Records contained in a dataset
##############################

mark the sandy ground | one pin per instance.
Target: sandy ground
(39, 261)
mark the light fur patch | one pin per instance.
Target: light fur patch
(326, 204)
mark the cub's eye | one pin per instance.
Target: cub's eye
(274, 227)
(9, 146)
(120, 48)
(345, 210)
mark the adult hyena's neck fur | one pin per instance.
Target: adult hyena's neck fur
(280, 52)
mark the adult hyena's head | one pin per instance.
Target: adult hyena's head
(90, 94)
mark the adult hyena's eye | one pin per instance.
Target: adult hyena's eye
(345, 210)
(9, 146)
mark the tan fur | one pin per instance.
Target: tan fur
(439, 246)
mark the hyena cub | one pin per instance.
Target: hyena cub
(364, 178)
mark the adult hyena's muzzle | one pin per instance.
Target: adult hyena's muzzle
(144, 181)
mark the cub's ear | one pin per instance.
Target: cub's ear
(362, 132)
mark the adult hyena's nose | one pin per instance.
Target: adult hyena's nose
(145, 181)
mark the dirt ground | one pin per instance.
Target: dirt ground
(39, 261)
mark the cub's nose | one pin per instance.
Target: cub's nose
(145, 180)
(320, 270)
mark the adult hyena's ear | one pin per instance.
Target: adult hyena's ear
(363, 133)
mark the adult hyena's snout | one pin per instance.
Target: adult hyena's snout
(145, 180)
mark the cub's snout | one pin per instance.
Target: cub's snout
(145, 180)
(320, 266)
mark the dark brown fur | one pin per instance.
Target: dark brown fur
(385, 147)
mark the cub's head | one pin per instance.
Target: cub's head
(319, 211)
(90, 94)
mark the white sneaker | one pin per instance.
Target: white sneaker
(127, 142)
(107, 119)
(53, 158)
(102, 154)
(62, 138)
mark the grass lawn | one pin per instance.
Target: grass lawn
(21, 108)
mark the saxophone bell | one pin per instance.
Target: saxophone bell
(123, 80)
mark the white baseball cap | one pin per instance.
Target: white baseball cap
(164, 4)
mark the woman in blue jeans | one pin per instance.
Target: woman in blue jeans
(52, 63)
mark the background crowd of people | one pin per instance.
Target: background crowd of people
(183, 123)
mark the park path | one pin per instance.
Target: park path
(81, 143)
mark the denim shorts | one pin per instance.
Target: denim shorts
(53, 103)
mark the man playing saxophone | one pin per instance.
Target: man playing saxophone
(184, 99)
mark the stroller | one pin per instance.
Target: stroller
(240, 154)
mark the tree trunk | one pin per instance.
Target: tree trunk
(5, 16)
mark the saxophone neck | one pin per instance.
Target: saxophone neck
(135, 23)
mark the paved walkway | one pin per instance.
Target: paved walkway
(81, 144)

##############################

EXERCISE INSTRUCTIONS: For every entry above, give it back exactly as written.

ANSWER TO THE EXERCISE:
mark the sandy ground | one pin per instance.
Target: sandy ground
(39, 261)
mark the light fur patch | one pin per instance.
Target: light fur patch
(326, 204)
mark the cub's eye | one pin per instance.
Target: cub's eye
(274, 227)
(9, 146)
(120, 48)
(345, 210)
mark the adult hyena's neck fur | one pin per instance.
Target: adult hyena's neck fur
(280, 52)
mark the adult hyena's head | one pin per instance.
Target: adult hyena's head
(90, 94)
mark the adult hyena's eye | one pin per instance.
Target: adult hyena's eye
(345, 210)
(9, 146)
mark the tan fur | one pin per instance.
Target: tan fur
(439, 246)
mark the hyena cub | one pin per instance.
Target: hyena cub
(364, 178)
mark the adult hyena's muzzle | one pin per instance.
Target: adult hyena's muzzle
(144, 181)
mark the cub's ear | one pin per instance.
Target: cub's ear
(362, 132)
mark the adult hyena's nose | one pin per instance.
Target: adult hyena's nose
(145, 181)
mark the dirt ground | one pin per instance.
Target: dirt ground
(39, 261)
mark the cub's nose | one pin per instance.
Target: cub's nose
(145, 180)
(320, 270)
mark the adult hyena's ear | one pin per instance.
Target: adult hyena's ear
(363, 133)
mark the adult hyena's snout | one pin per instance.
Target: adult hyena's snout
(145, 180)
mark the cub's snout | one pin per instance.
Target: cub's snout
(145, 180)
(320, 266)
mark the dark brown fur | one pin per instance.
Target: dark brown fur
(385, 147)
mark the cub's head | one pin per instance.
Target: cub's head
(319, 211)
(90, 94)
mark the white sneaker | one pin per instance.
Target: white sneaker
(127, 142)
(107, 119)
(53, 158)
(102, 154)
(62, 138)
mark the grass lawn | one pin per instance.
Target: grass lawn
(21, 108)
mark the saxophone bell | one pin per instance.
Target: saxophone bell
(123, 80)
mark the white baseball cap | one pin per instance.
Target: white baseball cap
(164, 4)
mark the woman in blue jeans | one pin per instance.
Target: woman in blue jeans
(52, 63)
mark the background crowd of people | one pin per instance.
Target: background crowd of people
(183, 123)
mark the park path | one pin per instance.
Target: park path
(81, 143)
mark the denim shorts | one pin per instance.
Target: denim shorts
(53, 103)
mark the man playing saxophone | one pin per instance.
Target: man playing saxophone
(184, 99)
mark the stroller | one pin per instance.
Target: stroller
(240, 154)
mark the tree trunk | one pin per instance.
Target: tree trunk
(5, 16)
mark the saxophone neck | one pin per instance.
Target: saxophone neck
(135, 23)
mark the paved walkway | one pin per instance.
Target: paved walkway
(81, 144)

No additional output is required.